EXERCISE GOAL:
An exact, complete copy of the entries is what is needed.

[MATERIAL FOR THIS EXERCISE]

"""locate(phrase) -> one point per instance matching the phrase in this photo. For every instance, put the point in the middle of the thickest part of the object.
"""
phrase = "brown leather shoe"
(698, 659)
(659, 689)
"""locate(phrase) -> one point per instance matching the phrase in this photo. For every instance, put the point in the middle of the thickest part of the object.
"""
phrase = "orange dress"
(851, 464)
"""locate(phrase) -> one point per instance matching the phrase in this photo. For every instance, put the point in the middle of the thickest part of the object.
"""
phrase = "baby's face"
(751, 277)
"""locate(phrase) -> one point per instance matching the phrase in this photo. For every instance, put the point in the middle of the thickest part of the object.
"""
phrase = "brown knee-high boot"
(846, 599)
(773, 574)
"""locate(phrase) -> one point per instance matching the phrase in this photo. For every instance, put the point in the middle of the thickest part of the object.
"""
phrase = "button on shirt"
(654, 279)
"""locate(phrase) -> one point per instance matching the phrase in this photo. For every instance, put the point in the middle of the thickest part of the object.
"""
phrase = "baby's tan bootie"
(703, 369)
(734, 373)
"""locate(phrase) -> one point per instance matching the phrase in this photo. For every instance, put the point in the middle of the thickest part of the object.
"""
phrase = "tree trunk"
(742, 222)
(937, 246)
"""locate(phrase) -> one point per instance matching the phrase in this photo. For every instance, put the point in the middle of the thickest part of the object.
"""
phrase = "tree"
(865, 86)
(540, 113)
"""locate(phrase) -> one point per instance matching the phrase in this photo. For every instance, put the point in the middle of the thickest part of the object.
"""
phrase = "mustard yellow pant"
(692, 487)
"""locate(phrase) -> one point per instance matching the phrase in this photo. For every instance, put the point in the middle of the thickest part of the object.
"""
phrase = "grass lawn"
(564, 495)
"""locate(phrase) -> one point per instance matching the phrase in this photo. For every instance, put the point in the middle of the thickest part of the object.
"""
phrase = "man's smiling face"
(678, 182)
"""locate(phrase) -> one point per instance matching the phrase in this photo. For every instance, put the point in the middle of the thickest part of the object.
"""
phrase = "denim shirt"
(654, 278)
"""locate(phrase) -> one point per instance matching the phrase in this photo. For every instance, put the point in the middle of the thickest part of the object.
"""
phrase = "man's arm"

[/MATERIAL FOR THIS EXERCISE]

RESULT FOR THIS EXERCISE:
"""locate(phrase) -> one point per instance matching the phrase in this photo. For every instance, put the point in the middle of the thickest part of the object.
"""
phrase = "brown leather shoe"
(698, 659)
(659, 689)
"""locate(phrase) -> one point per instance matching the phrase in this photo. For every instance, put the point in the middle of the thickest part of the object.
"""
phrase = "orange dress"
(851, 464)
"""locate(phrase) -> one point per instance matching the phrase in this photo. For every instance, put the point in the middle of the thickest part of the object.
"""
phrase = "baby's face"
(751, 277)
"""locate(phrase) -> one point per instance matching the phrase in this photo. For every instance, put the point in the middle of the thickest part of the object.
"""
phrase = "brown knee-high boot"
(846, 599)
(773, 574)
"""locate(phrase) -> one point per instance matching the phrase in this photo. For every instance, put the point in the middle of the thickest part of the object.
"""
phrase = "button on shirt"
(654, 279)
"""locate(phrase) -> one point per instance matching the phrase in this photo. For every instance, put the point in the middle of the thickest part of the object.
"""
phrase = "baby's tan bootie"
(703, 369)
(734, 373)
"""locate(phrase) -> one point per instance matching the phrase in this photo. For every instance, put the point in the middle of the thickest part of the object.
"""
phrase = "tree trunk"
(742, 222)
(937, 246)
"""locate(phrase) -> one point per instance matching the phrase in this photo. For every instance, put the point in the middle of the thickest part of the object.
"""
phrase = "tree"
(865, 86)
(540, 113)
"""locate(phrase) -> one point per instance matching the phrase in this photo. For every instance, put the point in the middle of the thickest part of the object.
"""
phrase = "mustard yellow pant"
(692, 487)
"""locate(phrase) -> one point per instance matching the phrase in this photo. For every instance, put the point in the middle of the thickest part of the object.
"""
phrase = "grass lawn"
(564, 495)
"""locate(phrase) -> one point per instance matching the phrase in this photo. For every instance, put the point in the middle of the thickest part of the object.
"""
phrase = "man's smiling face"
(678, 182)
"""locate(phrase) -> one point per instance matching the phrase in this photo. For every instance, put the point in the middle of the thickest part of the object.
"""
phrase = "denim shirt"
(654, 278)
"""locate(phrase) -> one point per instance matching the phrase in this photo. For every instance, put the point in the middle of the thickest part of the object.
"""
phrase = "man's arm"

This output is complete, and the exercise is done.